Page extract -
--------------------------------
THE WORLD ECONOMY: 2012
Summary forecast: 2012 economy
With EU, US & emerging economies in turmoil, the world is headed for yet another year of recession
Issue Date - 02/02/2012
 
Yes, Doomsday 2012 is also expected to happen sometime this year (if not already, meh!). But what would kill the world economy much sooner would be the economic doomsday that one is looking at just around the corner. According to A.R. Chowdhury, Advisor of the Federal Reserve Bank (FRB) in the US, the already thrifty global economy of 2011 that grew by 3% yoy is likely to slow down further to 2.5% in 2012.

The previous year had been marred by the Eurozone debt crisis; skyrocketing oil and food prices & rising unemployment. The European Central Bank, individual creditors and governments are running out of options as the region has already been submerged into deep recession with a likelihood of negative growth in the last quarter of FY 2011-12. The carry forward of this trend is a distinct possibility, as FRB is predicting at least a 1% decline in GDP in 2012 while Goldman Sachs has predicted a 0.8% GDP decline. Central and Eastern Europe is also expecting significant slowing down with growth pegged at 3.2% in 2012 compared to 5.3% last year. According to them, there would be a significant differentiation as China, (along with other emerging economies), would be at the top with an economic growth forecast of 8.5%, which is lower than the previous year.

While China is the number one destination for foreign investments with 2,493 deals worth $119 billion in 2011; Brazil, too, had an outstanding previous year in terms of deals and investments, which are up by 22% over the previous year. Overall, however, emerging economies are expected to slow down by 1.3% on an average and grow by 5.1% in 2012 compared to 6.4% in 2011 (The Conference Board). EM economies are particularly likely to be hit by weak external demand and the manner in which monetary tightening has affected domestic demand.
--------------------------------
Recorded data -

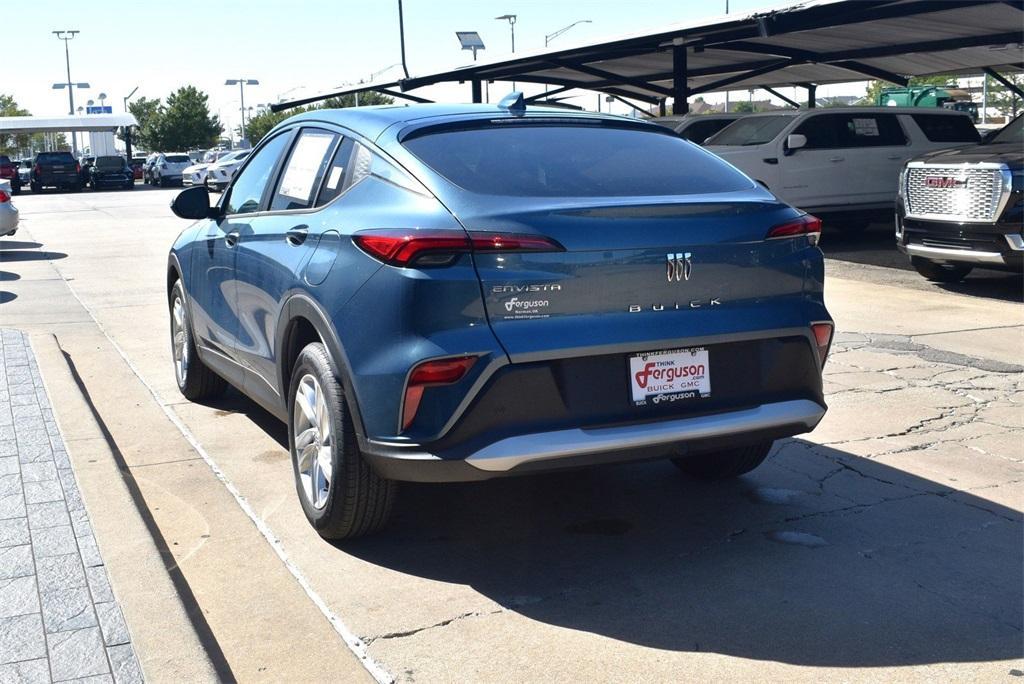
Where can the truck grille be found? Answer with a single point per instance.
(973, 193)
--------------------------------
Objective A - Write out the part of the 2012 economy forecast between "The previous year had" and "than the previous year.", inclusive.
Objective B - According to the 2012 economy forecast, what GDP decline has Goldman Sachs predicted?
Objective C - Continue the 2012 economy forecast from its last sentence.

Exercise response A -
The previous year had been marred by the Eurozone debt crisis; skyrocketing oil and food prices & rising unemployment. The European Central Bank, individual creditors and governments are running out of options as the region has already been submerged into deep recession with a likelihood of negative growth in the last quarter of FY 2011-12. The carry forward of this trend is a distinct possibility, as FRB is predicting at least a 1% decline in GDP in 2012 while Goldman Sachs has predicted a 0.8% GDP decline. Central and Eastern Europe is also expecting significant slowing down with growth pegged at 3.2% in 2012 compared to 5.3% last year. According to them, there would be a significant differentiation as China, (along with other emerging economies), would be at the top with an economic growth forecast of 8.5%, which is lower than the previous year.

Exercise response B - A 0.8% GDP decline.

Exercise response C -
The worst performer on the other hand would be the significantly recession-hit Eurozone whose sovereign debt crisis driven by a tightening financial condition is looming large not only for themselves but for the entire world. The US would be somewhere in the middle with a modest recovery even though unemployment figures would remain high throughout the year, hovering around 9%. In this context, nations like Greece, Spain, Italy, et al would be required to take further austerity measures to meet fiscal targets. This economic crisis is likely to spread to Eastern Europe as well. The US economy, on the other hand, is facing a dearth of confidence from the private sector, which is resorting to de-leveraging and a pull back from fiscal consolidation. It is improbable that the tendency is going to change much in 2012 in fact, the trend might continue beyond 2013. Japan can be the surprise package this year, with expectations of 2.9% growth (IMF), as it rebounds from the economic degrowth following the natural calamities last year.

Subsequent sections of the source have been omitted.